** TEXT SECTION **

But Cannella says politics is the furthest thing from his mind as he approaches his run for a second state Senate term in the 12th District. Ask about his actions, and Cannella talks not about politics or elections, but about the high poverty and unemployment rates in his district.

"Since the first day I was sworn in, I wanted to be effective more than I wanted to be re-elected," he said.

Even in today's hyper-politicized political atmosphere, some staunch ideological conservatives are giving Cannella a pass — though there is a feeling that his voting record may have drifted a bit too far to the political left.

"His dad was a conservative Democrat; he's a liberal Republican," said Republican political strategist Jon Fleischman, publisher of the FlashReport, a widely read conservative blog. "Not every district can elect a conservative idealogue to the state Legislature."

In fact, Fleischman is counting on Cannella winning re-election in the hope that someday it will help Republicans recapture control of the state Senate.

On paper, though, it doesn't appear to be an easy task.

Democrats in the new district hold a 14-percentage-point voter registration advantage — 46% to 32%. Hispanics represent 45% of the electorate, and almost two-thirds of the district's overall population.

The sprawling, largely rural district covers all of Merced and San Benito counties and parts of Stanislaus, Monterey, Fresno and Madera counties. It went strongly for President Barack Obama in both 2008 and 2012, and for Brown in 2010.

But Hoffenblum said that Cannella already has shown he can win against such odds.

In his first state Senate run in 2010, the former Ceres mayor posted a narrow, 3-percentage-point win over Democrat Anna Caballero with a similar voter-registration advantage for the Democrats.

His new district is about 80% the same as that old district. Much of the new territory is in Fresno County and for the past decade was part of the 16th Senate District, which is now held by Hanford Republican Andy Vidak (who also voted for the driver's license bill).

Hoffenblum said Cannella will need to capture far more than the 10% to 14% of the Hispanic vote Republicans typically garner.

** DIRECTION 1 **
Tally how many lines of the records below contain the string "figure", with case counting. Give only the number.

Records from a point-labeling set
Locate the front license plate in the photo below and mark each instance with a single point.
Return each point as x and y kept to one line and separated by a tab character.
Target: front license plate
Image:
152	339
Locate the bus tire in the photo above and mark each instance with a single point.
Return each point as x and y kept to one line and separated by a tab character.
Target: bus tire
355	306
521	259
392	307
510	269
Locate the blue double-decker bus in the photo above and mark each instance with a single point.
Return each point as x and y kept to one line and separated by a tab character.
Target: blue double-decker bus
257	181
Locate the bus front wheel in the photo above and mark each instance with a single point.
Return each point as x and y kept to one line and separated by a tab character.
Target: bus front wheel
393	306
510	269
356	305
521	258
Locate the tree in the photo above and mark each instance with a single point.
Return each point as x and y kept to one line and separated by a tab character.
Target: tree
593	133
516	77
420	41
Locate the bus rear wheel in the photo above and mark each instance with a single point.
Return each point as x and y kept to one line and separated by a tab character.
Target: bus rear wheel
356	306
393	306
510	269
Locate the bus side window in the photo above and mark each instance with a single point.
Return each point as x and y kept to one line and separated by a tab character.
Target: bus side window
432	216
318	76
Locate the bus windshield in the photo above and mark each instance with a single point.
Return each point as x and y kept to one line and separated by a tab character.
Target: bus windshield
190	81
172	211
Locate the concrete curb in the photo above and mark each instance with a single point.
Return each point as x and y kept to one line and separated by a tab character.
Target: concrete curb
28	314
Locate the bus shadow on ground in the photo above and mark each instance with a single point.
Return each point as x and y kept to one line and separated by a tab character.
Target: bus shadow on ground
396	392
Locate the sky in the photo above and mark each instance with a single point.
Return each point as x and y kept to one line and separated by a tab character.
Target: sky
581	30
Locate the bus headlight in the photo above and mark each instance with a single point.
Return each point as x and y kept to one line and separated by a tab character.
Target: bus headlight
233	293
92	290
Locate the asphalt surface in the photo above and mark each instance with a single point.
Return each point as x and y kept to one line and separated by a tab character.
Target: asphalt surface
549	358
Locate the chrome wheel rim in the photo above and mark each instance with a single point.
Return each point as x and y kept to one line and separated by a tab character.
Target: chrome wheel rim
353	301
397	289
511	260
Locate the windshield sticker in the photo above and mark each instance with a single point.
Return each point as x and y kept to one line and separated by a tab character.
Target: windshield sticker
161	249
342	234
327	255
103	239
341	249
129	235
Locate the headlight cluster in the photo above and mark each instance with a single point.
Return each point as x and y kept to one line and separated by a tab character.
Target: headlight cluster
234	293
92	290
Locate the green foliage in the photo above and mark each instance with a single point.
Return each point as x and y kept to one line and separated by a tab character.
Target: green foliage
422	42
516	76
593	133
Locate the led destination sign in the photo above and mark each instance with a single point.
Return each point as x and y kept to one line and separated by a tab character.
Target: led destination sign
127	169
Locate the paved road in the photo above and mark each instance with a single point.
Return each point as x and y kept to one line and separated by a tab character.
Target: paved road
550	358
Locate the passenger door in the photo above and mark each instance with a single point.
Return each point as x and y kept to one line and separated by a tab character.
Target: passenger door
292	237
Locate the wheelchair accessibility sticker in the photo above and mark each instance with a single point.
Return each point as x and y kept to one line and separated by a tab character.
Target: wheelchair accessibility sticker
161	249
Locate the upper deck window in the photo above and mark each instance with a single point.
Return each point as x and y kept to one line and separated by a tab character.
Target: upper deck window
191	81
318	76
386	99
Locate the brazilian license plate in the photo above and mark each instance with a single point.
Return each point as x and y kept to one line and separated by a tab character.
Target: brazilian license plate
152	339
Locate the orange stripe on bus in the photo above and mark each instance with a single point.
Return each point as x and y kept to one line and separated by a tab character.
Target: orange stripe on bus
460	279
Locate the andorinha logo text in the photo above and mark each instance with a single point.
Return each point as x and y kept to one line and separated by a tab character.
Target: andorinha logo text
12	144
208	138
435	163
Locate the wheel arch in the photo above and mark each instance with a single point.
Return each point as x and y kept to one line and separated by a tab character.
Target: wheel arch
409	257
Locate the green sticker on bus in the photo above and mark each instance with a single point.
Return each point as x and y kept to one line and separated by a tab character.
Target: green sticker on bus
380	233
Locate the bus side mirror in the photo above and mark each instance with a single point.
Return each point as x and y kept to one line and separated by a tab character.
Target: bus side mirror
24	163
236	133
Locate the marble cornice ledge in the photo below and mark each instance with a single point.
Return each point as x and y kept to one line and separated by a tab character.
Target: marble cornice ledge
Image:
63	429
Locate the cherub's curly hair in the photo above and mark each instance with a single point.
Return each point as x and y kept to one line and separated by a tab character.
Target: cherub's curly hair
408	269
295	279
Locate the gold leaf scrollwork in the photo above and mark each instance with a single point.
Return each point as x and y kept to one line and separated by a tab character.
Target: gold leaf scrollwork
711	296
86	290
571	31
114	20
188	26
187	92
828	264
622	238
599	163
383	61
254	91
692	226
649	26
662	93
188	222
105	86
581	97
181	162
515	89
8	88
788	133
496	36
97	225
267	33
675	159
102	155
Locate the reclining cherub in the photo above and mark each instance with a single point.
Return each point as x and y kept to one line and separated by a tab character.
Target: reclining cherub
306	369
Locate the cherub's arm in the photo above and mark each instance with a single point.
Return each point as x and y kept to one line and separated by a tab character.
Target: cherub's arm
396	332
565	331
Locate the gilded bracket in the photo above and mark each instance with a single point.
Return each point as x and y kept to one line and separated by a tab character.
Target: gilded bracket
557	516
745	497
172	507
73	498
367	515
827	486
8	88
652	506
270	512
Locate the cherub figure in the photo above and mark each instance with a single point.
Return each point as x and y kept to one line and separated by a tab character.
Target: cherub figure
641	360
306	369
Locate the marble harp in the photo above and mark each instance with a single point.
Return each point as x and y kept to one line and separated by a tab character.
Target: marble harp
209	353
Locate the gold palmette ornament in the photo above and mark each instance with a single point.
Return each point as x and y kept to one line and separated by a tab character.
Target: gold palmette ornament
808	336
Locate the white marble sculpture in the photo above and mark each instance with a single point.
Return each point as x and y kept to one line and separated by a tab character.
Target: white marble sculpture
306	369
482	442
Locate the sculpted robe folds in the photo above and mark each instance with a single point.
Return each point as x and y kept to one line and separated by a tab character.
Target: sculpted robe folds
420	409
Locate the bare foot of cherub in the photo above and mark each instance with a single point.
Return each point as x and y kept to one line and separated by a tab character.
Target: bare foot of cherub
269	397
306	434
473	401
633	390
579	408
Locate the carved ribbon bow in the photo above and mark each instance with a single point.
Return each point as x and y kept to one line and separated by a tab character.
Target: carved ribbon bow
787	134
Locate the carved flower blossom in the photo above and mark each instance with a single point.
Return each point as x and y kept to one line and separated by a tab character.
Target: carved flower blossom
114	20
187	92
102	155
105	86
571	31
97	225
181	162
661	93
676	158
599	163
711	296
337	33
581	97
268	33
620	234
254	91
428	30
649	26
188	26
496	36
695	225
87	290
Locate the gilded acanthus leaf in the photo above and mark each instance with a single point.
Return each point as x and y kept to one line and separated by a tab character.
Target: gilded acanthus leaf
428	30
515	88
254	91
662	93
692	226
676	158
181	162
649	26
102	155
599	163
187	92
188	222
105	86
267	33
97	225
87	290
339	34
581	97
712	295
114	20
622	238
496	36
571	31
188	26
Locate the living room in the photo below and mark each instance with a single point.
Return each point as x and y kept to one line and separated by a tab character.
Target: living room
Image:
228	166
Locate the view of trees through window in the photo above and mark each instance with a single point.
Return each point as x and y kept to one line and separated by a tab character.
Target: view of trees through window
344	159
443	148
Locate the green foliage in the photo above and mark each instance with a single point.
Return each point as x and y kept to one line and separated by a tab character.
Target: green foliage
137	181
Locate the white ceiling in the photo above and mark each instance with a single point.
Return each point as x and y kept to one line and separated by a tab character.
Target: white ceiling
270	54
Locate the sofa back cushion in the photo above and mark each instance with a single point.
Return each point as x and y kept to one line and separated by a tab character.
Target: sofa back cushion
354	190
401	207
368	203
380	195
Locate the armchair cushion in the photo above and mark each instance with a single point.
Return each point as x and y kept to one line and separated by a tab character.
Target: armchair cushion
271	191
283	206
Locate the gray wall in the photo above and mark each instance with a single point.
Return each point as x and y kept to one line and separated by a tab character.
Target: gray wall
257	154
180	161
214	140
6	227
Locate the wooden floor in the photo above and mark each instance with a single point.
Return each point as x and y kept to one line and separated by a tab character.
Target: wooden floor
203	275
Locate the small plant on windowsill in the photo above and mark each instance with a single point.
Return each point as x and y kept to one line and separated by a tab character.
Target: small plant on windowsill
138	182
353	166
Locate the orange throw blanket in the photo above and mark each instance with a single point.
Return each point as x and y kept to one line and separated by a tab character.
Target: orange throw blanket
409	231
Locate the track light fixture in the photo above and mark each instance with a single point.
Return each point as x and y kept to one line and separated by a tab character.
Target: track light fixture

** DIRECTION 2 **
Continue the article above about Cannella's run for a second state Senate term, starting right after its final sentence.

** REPLY 1 **
2

** REPLY 2 **
But Cannella's voting record won't be campaign fodder for a Democrat looking to highlight hot-button Hispanic issues in an effort to take the seat.

From the start, Cannella has been consistent in his support for such issues.

Besides his driver's license and Dream Act votes, Cannella last year supported an earlier driver's license bill for undocumented immigrants expected to meet the requirements of President Barack Obama's Deferred Action for Childhood Arrivals program.

And earlier this year, Cannella and Republican Assembly Member Jeff Gorell of Camarillo flew to Washington, D.C., to lobby for immigration reform — including a path to citizenship for undocumented immigrants, which is an unpopular stance for many Republicans in the nation's capital.

He subsequently pushed to draft a letter to congressional Republicans calling on them to vote for the legislation. In the end, 15 Republican state lawmakers signed on to the letter.

"For Republicans, that's unfortunately a controversial thing to say we need a path to citizenship," Cannella said. "Politically, the Republican Party has 20 years of work to win back the trust" of Hispanics, Cannella said.

Cannella knows that some conservative Republicans aren't happy with him. He said the best he can do is explain his reasoning: "I openly tell them it's a humanitarian issue."

In a district like Cannella's, he is unlikely to face a serious opponent from his political right, though co-authoring a union-backed bill that would punish charter cities that refuse to impose "prevailing wage" rates on construction projects certainly tried the patience of some of his Republican colleagues.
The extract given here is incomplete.